### Problem to solve
Collect every line of the records that contains the string "wall", and note that case counts.

### Excerpts from a point labeling dataset
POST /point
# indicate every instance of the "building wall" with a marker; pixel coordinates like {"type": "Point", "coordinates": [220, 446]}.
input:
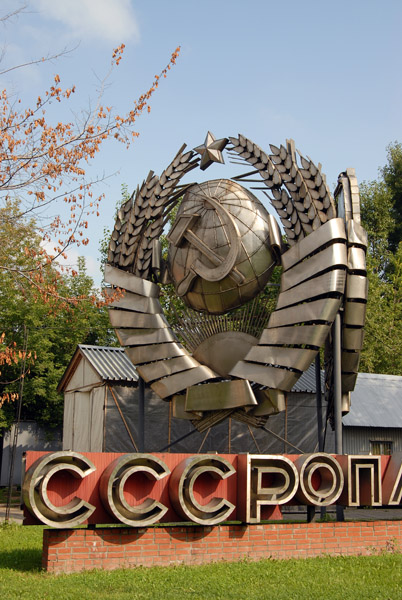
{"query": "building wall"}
{"type": "Point", "coordinates": [84, 420]}
{"type": "Point", "coordinates": [30, 437]}
{"type": "Point", "coordinates": [356, 440]}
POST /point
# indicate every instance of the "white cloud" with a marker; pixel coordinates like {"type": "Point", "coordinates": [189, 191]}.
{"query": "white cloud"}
{"type": "Point", "coordinates": [105, 20]}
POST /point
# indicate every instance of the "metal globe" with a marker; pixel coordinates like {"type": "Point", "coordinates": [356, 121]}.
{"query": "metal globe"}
{"type": "Point", "coordinates": [219, 247]}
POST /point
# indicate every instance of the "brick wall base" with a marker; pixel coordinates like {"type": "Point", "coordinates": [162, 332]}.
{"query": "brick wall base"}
{"type": "Point", "coordinates": [70, 550]}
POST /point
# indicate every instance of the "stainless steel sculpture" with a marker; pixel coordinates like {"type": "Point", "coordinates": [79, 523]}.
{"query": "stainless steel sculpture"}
{"type": "Point", "coordinates": [223, 246]}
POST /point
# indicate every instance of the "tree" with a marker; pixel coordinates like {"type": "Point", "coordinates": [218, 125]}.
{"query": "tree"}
{"type": "Point", "coordinates": [43, 163]}
{"type": "Point", "coordinates": [381, 215]}
{"type": "Point", "coordinates": [48, 326]}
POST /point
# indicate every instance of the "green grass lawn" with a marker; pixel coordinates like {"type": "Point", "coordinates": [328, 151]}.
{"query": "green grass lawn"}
{"type": "Point", "coordinates": [376, 577]}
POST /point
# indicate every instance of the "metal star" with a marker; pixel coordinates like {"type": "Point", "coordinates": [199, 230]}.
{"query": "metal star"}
{"type": "Point", "coordinates": [211, 151]}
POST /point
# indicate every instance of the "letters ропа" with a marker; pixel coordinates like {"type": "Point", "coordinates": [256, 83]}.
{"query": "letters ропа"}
{"type": "Point", "coordinates": [66, 489]}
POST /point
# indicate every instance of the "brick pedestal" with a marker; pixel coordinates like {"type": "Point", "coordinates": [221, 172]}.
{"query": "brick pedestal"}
{"type": "Point", "coordinates": [71, 550]}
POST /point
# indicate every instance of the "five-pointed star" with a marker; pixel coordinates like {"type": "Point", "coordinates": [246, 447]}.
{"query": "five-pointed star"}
{"type": "Point", "coordinates": [211, 151]}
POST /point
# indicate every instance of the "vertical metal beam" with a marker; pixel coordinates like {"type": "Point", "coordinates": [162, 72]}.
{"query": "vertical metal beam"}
{"type": "Point", "coordinates": [319, 403]}
{"type": "Point", "coordinates": [337, 349]}
{"type": "Point", "coordinates": [320, 429]}
{"type": "Point", "coordinates": [141, 414]}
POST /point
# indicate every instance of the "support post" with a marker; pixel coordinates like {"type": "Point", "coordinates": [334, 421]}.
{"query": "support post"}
{"type": "Point", "coordinates": [141, 415]}
{"type": "Point", "coordinates": [338, 398]}
{"type": "Point", "coordinates": [320, 430]}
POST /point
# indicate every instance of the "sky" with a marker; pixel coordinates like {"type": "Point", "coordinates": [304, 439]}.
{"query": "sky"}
{"type": "Point", "coordinates": [326, 74]}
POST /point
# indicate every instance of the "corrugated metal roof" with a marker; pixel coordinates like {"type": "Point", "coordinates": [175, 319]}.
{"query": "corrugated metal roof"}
{"type": "Point", "coordinates": [112, 364]}
{"type": "Point", "coordinates": [376, 402]}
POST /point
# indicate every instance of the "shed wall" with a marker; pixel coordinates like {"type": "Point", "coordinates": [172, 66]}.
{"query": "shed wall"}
{"type": "Point", "coordinates": [356, 440]}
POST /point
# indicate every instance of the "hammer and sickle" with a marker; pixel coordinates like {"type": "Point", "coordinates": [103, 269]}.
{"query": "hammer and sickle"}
{"type": "Point", "coordinates": [222, 266]}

### Written response
# indicate every instance of the "building wall" with a marker; pixel coordinates like {"type": "Point", "coordinates": [220, 446]}.
{"query": "building wall"}
# indicate every instance of the "brick wall base" with a marker; pixel coordinates like {"type": "Point", "coordinates": [162, 332]}.
{"query": "brick wall base"}
# indicate every instance of the "shed wall" with a marker; pixel coordinates like {"type": "Point", "coordinates": [172, 66]}.
{"query": "shed wall"}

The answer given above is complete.